» **Dataset excerpts**
**********

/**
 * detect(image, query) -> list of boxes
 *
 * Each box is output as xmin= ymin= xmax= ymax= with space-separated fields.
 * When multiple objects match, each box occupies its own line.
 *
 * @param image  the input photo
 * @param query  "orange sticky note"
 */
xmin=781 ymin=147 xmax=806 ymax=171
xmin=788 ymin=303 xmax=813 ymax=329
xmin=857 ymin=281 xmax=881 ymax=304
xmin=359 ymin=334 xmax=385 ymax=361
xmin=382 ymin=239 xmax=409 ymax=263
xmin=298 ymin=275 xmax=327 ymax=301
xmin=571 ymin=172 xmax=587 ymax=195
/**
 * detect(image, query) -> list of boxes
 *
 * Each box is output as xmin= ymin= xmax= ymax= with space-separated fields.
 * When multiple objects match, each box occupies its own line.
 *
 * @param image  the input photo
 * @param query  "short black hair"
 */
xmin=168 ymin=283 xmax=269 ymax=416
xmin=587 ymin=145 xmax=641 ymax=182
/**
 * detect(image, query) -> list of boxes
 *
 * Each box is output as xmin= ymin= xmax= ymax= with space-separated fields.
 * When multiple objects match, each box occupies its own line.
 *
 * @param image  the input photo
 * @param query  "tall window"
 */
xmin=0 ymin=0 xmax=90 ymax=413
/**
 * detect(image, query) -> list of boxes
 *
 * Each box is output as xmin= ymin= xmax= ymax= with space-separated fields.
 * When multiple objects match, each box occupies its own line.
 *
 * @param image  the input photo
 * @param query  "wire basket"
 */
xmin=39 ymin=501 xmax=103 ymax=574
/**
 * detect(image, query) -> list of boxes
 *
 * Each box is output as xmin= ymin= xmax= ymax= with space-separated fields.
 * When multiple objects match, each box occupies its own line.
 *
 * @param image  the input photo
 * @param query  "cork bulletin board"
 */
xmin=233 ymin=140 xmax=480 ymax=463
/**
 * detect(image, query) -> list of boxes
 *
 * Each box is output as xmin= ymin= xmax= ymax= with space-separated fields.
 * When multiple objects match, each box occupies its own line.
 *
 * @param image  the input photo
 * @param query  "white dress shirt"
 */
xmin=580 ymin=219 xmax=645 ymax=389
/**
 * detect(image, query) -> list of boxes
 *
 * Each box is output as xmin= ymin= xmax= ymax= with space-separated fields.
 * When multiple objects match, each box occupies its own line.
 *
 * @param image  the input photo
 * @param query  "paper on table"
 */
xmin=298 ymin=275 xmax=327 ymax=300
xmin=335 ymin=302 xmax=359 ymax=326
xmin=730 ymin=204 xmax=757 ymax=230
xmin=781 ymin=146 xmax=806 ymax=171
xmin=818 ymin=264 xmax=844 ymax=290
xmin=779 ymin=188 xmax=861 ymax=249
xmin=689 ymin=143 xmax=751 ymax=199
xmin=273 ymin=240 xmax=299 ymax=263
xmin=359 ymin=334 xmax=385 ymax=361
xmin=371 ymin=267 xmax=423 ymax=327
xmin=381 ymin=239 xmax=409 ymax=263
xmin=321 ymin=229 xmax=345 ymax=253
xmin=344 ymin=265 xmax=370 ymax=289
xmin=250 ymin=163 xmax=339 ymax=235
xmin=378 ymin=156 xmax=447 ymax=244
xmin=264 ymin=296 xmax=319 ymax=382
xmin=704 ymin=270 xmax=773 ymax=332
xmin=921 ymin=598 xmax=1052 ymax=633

**********

» **Work request**
Repeat each of the records exactly as written.

» **Output of the task**
/**
 * detect(image, query) -> list of boxes
 *
 * Each box is output as xmin= ymin= xmax= ymax= with space-separated fields.
 * When multiple objects match, each box occupies its own line.
 *
 * @param image  the input photo
 * @param query  "orange sticky note"
 */
xmin=781 ymin=147 xmax=806 ymax=171
xmin=788 ymin=303 xmax=813 ymax=329
xmin=857 ymin=281 xmax=881 ymax=304
xmin=359 ymin=334 xmax=385 ymax=361
xmin=382 ymin=239 xmax=409 ymax=263
xmin=298 ymin=275 xmax=327 ymax=301
xmin=571 ymin=172 xmax=587 ymax=195
/**
 * detect(image, query) -> list of boxes
 *
 * Each box is output as xmin= ymin= xmax= ymax= with space-separated fields.
 * When multiple objects match, each box occupies its own line.
 *
 * @param image  the input photo
 * @param query  "short black hair"
 */
xmin=168 ymin=283 xmax=269 ymax=416
xmin=587 ymin=145 xmax=641 ymax=182
/**
 * detect(image, query) -> list of boxes
 *
 * Each box is output as xmin= ymin= xmax= ymax= with space-separated fields.
 * When multiple objects match, each box occupies its own line.
 *
 * @param image  the input photo
 * @param query  "tall window"
 */
xmin=0 ymin=0 xmax=90 ymax=413
/**
 * detect(image, query) -> list of boxes
 *
 * Each box is output as xmin= ymin= xmax= ymax= with space-separated fields.
 * When multiple objects match, each box occupies its own line.
 *
 * @param image  the input photo
 * @param query  "wire basket"
 */
xmin=39 ymin=501 xmax=103 ymax=574
/**
 * detect(image, query) -> list of boxes
 *
 * Each box is output as xmin= ymin= xmax= ymax= with space-separated fields.
 * When multiple objects match, each box occupies its own line.
 *
 * @param image  the input photo
 * @param query  "cork bulletin board"
 */
xmin=233 ymin=140 xmax=480 ymax=463
/**
 * detect(image, query) -> list of boxes
 *
 * Each box is output as xmin= ymin= xmax= ymax= with space-separated fields.
 * When multiple objects match, each box occupies its own line.
 *
 * @param image  the input photo
 * @param query  "white dress shirt"
 */
xmin=580 ymin=219 xmax=645 ymax=389
/**
 * detect(image, query) -> list of boxes
 *
 * Each box is output as xmin= ymin= xmax= ymax= with space-separated fields.
 * When multiple objects match, each box occupies its own line.
 *
 * @param image  the input photo
 * @param query  "paper on table"
 */
xmin=298 ymin=275 xmax=327 ymax=300
xmin=335 ymin=302 xmax=359 ymax=326
xmin=730 ymin=204 xmax=757 ymax=230
xmin=781 ymin=146 xmax=806 ymax=171
xmin=818 ymin=264 xmax=844 ymax=290
xmin=779 ymin=188 xmax=861 ymax=249
xmin=689 ymin=143 xmax=751 ymax=199
xmin=273 ymin=240 xmax=299 ymax=263
xmin=359 ymin=334 xmax=385 ymax=361
xmin=371 ymin=267 xmax=423 ymax=327
xmin=381 ymin=239 xmax=409 ymax=263
xmin=321 ymin=229 xmax=345 ymax=253
xmin=344 ymin=265 xmax=370 ymax=289
xmin=250 ymin=163 xmax=339 ymax=235
xmin=378 ymin=156 xmax=447 ymax=244
xmin=264 ymin=296 xmax=319 ymax=382
xmin=704 ymin=270 xmax=773 ymax=332
xmin=921 ymin=598 xmax=1052 ymax=633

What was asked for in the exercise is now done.